* PROBLEM TO WORK ON *
For this exercise, copy out each line of the material below that includes "record".
▼▼▼
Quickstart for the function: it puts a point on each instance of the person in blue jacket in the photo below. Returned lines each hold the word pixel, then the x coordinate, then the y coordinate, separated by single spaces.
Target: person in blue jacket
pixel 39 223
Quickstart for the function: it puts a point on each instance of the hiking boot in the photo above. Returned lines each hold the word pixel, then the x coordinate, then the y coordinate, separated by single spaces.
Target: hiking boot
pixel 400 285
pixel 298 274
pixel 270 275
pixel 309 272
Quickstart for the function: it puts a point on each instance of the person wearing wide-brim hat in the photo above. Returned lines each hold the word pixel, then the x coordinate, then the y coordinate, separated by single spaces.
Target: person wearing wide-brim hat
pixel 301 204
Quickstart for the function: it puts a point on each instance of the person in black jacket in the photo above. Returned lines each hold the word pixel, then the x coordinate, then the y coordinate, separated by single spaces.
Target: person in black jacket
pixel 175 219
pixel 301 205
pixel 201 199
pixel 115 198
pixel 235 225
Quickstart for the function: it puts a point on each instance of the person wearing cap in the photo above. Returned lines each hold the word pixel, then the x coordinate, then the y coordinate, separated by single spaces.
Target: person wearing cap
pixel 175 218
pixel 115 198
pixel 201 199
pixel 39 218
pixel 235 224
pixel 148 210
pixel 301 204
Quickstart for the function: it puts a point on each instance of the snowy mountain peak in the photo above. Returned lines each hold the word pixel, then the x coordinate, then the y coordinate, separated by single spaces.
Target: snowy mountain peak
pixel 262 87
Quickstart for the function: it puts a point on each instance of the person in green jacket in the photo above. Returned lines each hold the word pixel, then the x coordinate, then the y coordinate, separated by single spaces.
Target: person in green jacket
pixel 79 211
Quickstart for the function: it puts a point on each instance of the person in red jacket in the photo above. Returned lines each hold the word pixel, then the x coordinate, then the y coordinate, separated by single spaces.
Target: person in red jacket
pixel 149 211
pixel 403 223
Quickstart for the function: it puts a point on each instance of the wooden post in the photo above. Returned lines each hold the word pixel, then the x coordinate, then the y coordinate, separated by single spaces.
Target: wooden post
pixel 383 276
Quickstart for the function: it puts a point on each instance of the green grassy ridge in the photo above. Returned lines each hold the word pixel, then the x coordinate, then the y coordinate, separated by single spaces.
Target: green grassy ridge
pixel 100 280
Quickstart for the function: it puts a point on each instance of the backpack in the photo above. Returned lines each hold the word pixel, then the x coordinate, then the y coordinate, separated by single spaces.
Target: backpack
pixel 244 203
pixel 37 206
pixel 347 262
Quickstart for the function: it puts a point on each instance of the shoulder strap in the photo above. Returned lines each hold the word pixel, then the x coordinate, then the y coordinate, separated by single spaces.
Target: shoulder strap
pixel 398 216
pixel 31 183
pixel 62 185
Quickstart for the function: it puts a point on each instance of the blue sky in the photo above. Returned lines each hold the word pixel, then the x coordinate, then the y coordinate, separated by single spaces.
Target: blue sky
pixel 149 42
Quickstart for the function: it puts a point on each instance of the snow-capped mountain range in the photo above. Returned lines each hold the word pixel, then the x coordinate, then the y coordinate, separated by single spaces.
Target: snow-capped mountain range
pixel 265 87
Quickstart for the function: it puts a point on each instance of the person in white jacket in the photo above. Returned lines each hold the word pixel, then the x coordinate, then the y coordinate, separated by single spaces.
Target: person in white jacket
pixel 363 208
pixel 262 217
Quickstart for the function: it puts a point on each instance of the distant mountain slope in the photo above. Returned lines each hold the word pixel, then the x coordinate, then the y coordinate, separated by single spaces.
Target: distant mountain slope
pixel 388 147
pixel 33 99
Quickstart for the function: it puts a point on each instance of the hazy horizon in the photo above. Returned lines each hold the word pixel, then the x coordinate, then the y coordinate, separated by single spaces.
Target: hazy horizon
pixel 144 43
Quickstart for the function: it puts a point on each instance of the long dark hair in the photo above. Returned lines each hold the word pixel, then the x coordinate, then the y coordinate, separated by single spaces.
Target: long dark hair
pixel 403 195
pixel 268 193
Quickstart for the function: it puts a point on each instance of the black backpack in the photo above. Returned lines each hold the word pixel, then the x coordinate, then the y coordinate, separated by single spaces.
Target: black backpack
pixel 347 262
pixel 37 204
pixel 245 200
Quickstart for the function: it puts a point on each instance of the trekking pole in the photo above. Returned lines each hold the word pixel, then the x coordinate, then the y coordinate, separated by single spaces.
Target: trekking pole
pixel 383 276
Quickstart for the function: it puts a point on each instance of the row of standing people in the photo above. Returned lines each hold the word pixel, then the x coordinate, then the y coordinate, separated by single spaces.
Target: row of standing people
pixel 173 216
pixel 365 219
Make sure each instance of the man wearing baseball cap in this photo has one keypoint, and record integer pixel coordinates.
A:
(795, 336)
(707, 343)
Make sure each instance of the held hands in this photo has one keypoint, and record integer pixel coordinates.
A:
▲▲▲
* TASK RESULT *
Make sure each instance of the man wearing baseball cap in this photo has one keypoint, and record integer pixel coordinates.
Make sure each instance of the held hands in this photo has one keypoint, and record integer pixel coordinates.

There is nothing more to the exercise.